> [Text section]

DataPreparation and Engines: how to use them?

The training and testing flow in this project is built around the DataPreparation class and the Engine classes (ClassicEngine and DomainAdaptationEngine), which are orchestrated by the build_engine(cfg) function. Engine knows how to prepare data and uses DataPreparation class with specific parameters to achieve its goal.

How it works:

Data Preparation
The DataPreparation class is responsible for handling all stages of data preprocessing, including:
- Loading data from ROOT files.
- Preprocessing data (e.g., setting NaNs, applying cuts on features like fP and fTCPSignal).
- Splitting data into train/validation/test sets.
- Standardizing data using statistics (mean and standard deviation) calculated on the training set.
- Grouping data by missing detector combinations.
- Creating data loaders for efficient batch processing during training and testing.
The DataPreparation class also calculates a checksum based on the configuration, seed, and input data paths. This checksum is used to cache preprocessed data in a directory named after the checksum, ensuring that the same preprocessing steps do not need to be repeated for identical configurations.
Engine Selection
The build_engine(cfg) function determines the appropriate engine to use based on the model architecture specified in the configuration:
- ClassicEngine: Used for standard PyTorch models like MLP, Ensemble, and Attention-based architectures.
- DomainAdaptationEngine: Used for domain adversarial models like Attention-DANN, which require handling both simulated and experimental data.
Each engine is responsible for:
- Running data preparation (e.g., DomainAdaptationEngine runs it both for simulated and experimental data).
- Initializing the model, optimizer, and learning rate scheduler.
- Running the training loop, including logging metrics and saving the best model.
- Evaluating the model on validation and test datasets.

Example: Training a Model for One Particle

Below is an example of how to execute training for a single particle species. It is train_one_particle.py script:

import tyro
from pdi.config import Config, OneParticleConfig
from pdi.constants import PART_NAME_TO_TARGET_CODE
from pdi.engines import build_engine

def main(config: Config, target_code: int):
    particle_name = PART_NAME_TO_TARGET_CODE[target_code]
    print(f"Starting training for {particle_name}...")

    # Build the engine
    engine = build_engine(config, target_code)

    # Train the model
    engine.train()

    # Optionally, evaluate the model
    engine.test()

    print(f"Training and evaluation completed for {particle_name}.")

> [Listed entries]
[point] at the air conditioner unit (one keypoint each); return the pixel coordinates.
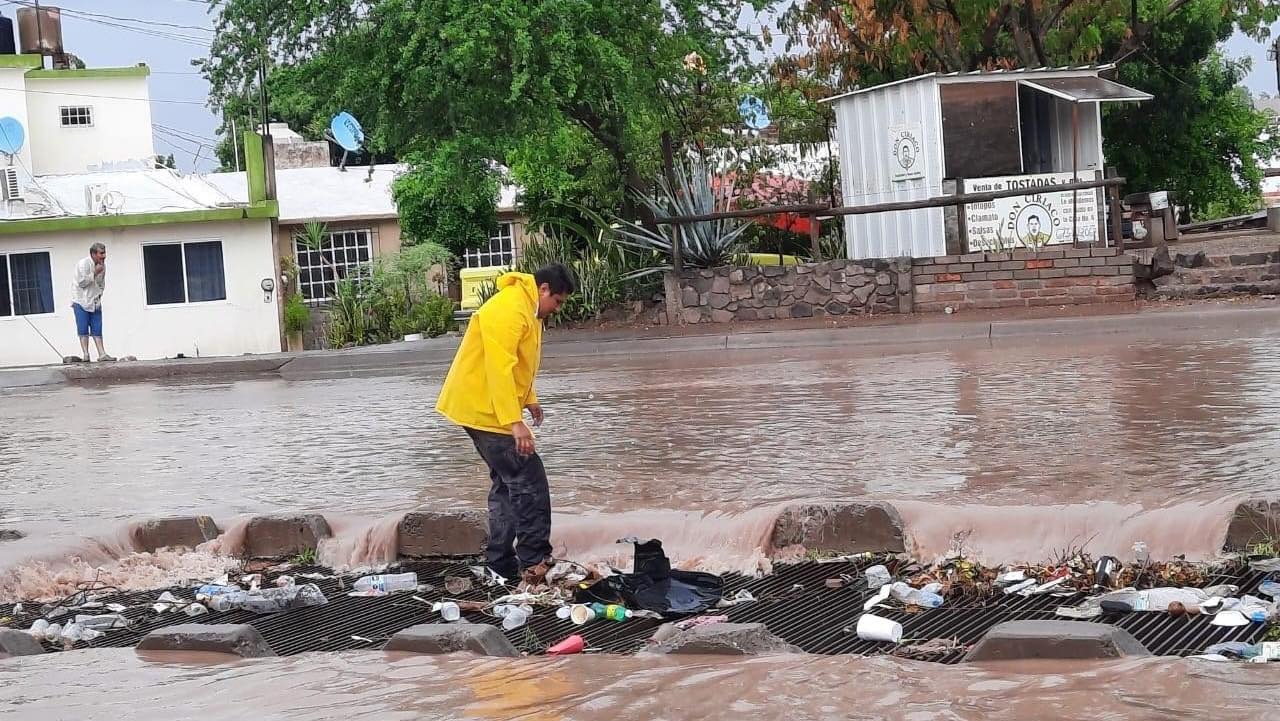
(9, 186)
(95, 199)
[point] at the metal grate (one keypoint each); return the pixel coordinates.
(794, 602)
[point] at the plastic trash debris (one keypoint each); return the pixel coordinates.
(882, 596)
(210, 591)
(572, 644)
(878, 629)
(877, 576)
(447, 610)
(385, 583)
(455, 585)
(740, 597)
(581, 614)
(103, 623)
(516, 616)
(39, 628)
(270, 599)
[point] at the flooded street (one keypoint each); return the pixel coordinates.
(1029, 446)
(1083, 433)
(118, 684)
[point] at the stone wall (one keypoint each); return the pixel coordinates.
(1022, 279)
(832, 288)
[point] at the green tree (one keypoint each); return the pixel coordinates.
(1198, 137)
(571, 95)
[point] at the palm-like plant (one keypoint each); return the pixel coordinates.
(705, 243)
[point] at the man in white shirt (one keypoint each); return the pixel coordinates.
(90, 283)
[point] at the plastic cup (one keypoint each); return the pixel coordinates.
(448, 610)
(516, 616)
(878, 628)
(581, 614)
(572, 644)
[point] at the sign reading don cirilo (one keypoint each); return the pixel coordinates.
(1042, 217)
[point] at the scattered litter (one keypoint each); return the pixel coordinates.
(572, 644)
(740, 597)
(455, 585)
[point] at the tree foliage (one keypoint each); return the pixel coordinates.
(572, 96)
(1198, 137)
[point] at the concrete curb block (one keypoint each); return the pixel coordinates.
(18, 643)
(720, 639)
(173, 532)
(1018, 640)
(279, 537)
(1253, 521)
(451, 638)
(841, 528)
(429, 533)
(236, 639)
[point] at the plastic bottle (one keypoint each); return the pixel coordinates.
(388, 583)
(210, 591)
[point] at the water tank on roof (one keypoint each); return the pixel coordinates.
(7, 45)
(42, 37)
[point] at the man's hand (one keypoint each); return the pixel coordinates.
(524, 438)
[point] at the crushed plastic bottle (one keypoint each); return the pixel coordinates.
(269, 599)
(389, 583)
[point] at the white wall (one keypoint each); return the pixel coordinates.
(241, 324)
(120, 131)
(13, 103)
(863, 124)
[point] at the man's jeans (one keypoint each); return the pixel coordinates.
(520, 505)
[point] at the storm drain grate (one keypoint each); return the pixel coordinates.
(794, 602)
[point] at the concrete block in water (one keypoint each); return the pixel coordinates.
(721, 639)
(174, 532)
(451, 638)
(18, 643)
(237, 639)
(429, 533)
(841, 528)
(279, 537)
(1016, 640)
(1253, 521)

...

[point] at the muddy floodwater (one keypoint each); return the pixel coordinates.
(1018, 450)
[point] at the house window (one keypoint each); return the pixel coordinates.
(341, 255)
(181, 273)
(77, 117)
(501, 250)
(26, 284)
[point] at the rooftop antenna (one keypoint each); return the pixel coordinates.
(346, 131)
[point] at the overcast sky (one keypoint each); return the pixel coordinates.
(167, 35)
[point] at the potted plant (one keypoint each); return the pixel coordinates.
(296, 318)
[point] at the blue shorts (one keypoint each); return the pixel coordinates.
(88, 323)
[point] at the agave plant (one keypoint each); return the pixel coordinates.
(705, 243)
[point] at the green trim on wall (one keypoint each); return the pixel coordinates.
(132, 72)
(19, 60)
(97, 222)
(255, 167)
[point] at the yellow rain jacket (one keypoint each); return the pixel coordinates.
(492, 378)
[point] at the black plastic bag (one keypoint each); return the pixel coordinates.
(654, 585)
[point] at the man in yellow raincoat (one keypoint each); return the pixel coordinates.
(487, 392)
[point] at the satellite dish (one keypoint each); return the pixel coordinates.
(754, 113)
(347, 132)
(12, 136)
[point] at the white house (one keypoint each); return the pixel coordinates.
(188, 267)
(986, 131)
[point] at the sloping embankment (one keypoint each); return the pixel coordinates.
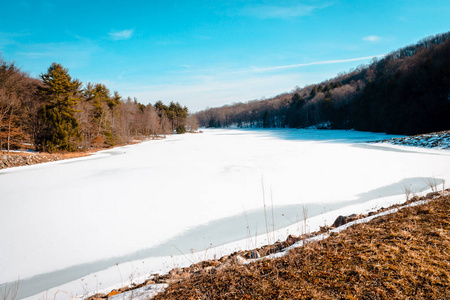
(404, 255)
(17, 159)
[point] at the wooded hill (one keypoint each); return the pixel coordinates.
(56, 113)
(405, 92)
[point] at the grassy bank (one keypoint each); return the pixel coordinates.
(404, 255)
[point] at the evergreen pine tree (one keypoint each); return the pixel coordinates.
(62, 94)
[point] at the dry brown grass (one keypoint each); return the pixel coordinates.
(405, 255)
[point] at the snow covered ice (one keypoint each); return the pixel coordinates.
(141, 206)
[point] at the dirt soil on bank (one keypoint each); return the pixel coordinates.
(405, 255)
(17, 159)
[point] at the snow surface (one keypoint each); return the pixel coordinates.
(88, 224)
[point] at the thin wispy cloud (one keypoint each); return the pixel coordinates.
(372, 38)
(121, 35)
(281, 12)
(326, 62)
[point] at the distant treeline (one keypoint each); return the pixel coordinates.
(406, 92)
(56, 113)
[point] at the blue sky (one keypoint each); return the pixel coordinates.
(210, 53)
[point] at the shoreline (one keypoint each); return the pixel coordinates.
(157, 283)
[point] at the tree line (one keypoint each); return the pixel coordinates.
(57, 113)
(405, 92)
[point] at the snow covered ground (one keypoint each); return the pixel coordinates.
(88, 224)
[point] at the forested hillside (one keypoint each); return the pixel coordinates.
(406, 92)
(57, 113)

> [Task to carry out] Reproduce the passage of the DataPreparation and Engines text that opens with the words containing "The DataPreparation class also" and closes with "for identical configurations.". The entries have no role in this work.

> [Task solution]
The DataPreparation class also calculates a checksum based on the configuration, seed, and input data paths. This checksum is used to cache preprocessed data in a directory named after the checksum, ensuring that the same preprocessing steps do not need to be repeated for identical configurations.